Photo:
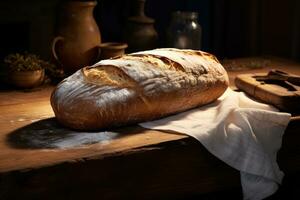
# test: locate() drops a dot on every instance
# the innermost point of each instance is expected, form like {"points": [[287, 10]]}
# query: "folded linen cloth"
{"points": [[241, 132]]}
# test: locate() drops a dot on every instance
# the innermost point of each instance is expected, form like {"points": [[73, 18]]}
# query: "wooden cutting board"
{"points": [[280, 94]]}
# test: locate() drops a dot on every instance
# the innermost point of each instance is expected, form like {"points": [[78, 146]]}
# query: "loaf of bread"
{"points": [[138, 87]]}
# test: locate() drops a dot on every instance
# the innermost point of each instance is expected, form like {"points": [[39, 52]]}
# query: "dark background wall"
{"points": [[231, 28]]}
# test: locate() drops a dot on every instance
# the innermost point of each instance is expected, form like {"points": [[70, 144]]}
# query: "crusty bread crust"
{"points": [[138, 87]]}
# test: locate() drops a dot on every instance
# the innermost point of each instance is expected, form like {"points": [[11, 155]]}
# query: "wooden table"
{"points": [[41, 160]]}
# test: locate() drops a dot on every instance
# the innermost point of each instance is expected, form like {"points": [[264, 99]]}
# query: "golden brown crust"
{"points": [[138, 87]]}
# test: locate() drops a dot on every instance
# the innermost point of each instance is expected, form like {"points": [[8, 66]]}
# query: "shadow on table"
{"points": [[48, 133]]}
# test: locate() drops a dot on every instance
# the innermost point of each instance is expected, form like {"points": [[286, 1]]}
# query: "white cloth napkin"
{"points": [[241, 132]]}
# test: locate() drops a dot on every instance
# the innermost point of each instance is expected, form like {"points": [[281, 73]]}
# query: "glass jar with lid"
{"points": [[184, 32]]}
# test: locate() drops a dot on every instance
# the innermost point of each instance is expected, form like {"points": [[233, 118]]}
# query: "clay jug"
{"points": [[78, 36], [139, 32]]}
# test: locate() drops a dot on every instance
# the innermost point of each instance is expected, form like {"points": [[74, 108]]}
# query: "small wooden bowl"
{"points": [[26, 79], [112, 49]]}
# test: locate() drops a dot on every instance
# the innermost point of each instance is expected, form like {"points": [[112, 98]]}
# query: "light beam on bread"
{"points": [[138, 87]]}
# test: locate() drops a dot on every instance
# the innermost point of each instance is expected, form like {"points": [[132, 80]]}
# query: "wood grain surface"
{"points": [[39, 159]]}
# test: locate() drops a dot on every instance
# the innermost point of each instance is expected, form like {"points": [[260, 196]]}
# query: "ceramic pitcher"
{"points": [[78, 36]]}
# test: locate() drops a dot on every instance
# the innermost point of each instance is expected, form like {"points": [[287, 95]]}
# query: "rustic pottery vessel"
{"points": [[112, 49], [78, 36], [26, 79], [139, 32]]}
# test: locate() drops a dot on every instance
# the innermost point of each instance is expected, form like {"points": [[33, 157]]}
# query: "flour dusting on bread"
{"points": [[138, 87]]}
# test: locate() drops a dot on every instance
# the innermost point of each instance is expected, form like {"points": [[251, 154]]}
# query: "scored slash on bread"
{"points": [[138, 87]]}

=-=-=-=-=

* [EXERCISE OBJECTIVE] Transcribe each entry above character for character, omitting pictures.

* [RESULT]
Photo:
# test: locate() drops a dot on every instance
# the innermost point of each instance is expected, form like {"points": [[287, 10]]}
# query: "folded linen cloth"
{"points": [[241, 132]]}
# test: locate() drops a dot on every instance
# the innermost point of each instance is expected, form like {"points": [[73, 18]]}
# query: "wooden cutting board"
{"points": [[280, 94]]}
# test: locate() drops a dot on every instance
# the innermost point of each instance is expected, form like {"points": [[78, 146]]}
# query: "loaf of bread"
{"points": [[138, 87]]}
# test: locate() drops a dot on every instance
# the innermost point of each instance is expected, form like {"points": [[39, 52]]}
# query: "dark background wall"
{"points": [[231, 28]]}
# test: locate() drops a dot on every instance
# the innermost point of each instance is expected, form like {"points": [[70, 144]]}
# query: "crusty bread crust"
{"points": [[138, 87]]}
# test: locate() drops a dot on every instance
# the innermost point of each instance is expected, form like {"points": [[11, 155]]}
# query: "wooden table"
{"points": [[41, 160]]}
# test: locate() drops a dot on every instance
# the innermost point of each instance is expected, form like {"points": [[264, 99]]}
# query: "golden brown crust"
{"points": [[138, 87]]}
# test: locate() drops a dot on every instance
# the innermost point of each instance is expected, form like {"points": [[8, 66]]}
# query: "shadow on table"
{"points": [[48, 133]]}
# test: locate() drops a dot on every instance
# the innermost point of each instance is expected, form like {"points": [[286, 1]]}
# query: "white cloth napkin"
{"points": [[241, 132]]}
# test: locate() drops a dot on every instance
# the innermost point of each instance is expected, form like {"points": [[281, 73]]}
# query: "glass jar with lid"
{"points": [[184, 32]]}
# test: locate() drops a dot on every instance
# the innermost point of each instance is expected, form like {"points": [[233, 118]]}
# query: "clay jug"
{"points": [[78, 36], [139, 32]]}
# test: locate() drops a dot on every instance
# the innermost point of each instance is expected, form like {"points": [[74, 108]]}
# query: "small wooden bowl"
{"points": [[26, 79], [112, 49]]}
# test: locate() drops a dot on every instance
# the innermost point of each instance is expected, form like {"points": [[112, 98]]}
# query: "light beam on bread"
{"points": [[138, 87]]}
# test: locate() drops a dot on every instance
# the innermost point of each instance is expected, form like {"points": [[132, 80]]}
# query: "wood grain surface"
{"points": [[39, 159]]}
# test: locate() drops a dot on every instance
# the innermost point of each instance is expected, form like {"points": [[260, 196]]}
# query: "ceramic pitcher"
{"points": [[78, 36]]}
# test: locate() drops a dot on every instance
# the innermost point of each instance is expected, form like {"points": [[287, 95]]}
# query: "rustic pottery vessel"
{"points": [[112, 49], [78, 36], [26, 79], [139, 32]]}
# test: locate() drops a dot on every instance
# the innermost point of each instance is expected, form like {"points": [[33, 157]]}
# query: "flour dusting on bread"
{"points": [[138, 87]]}
# test: locate() drops a dot on every instance
# the innermost point of each instance is expected, form like {"points": [[251, 154]]}
# query: "scored slash on bread"
{"points": [[138, 87]]}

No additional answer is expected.